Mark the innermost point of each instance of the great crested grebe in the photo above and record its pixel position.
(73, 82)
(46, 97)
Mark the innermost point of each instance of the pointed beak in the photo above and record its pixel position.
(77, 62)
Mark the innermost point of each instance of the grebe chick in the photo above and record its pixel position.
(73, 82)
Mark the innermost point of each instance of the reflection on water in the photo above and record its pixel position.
--------
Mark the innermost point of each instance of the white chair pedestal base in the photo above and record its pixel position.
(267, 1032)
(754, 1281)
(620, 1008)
--------
• **SHORT PROBLEM**:
Rewrite everything from "Mark the innermost point of each instance of the grebe" down to "Mark the innermost point of each instance of the reflection" with "chick" changed to "juvenile" and nothing else altered.

• **EXERCISE RESPONSE**:
Mark the innermost point of each instance of the grebe juvenile in the photo above and record its pixel position.
(73, 82)
Mark the innermost point of each instance of the reflection on water in the photo above and record its pixel position.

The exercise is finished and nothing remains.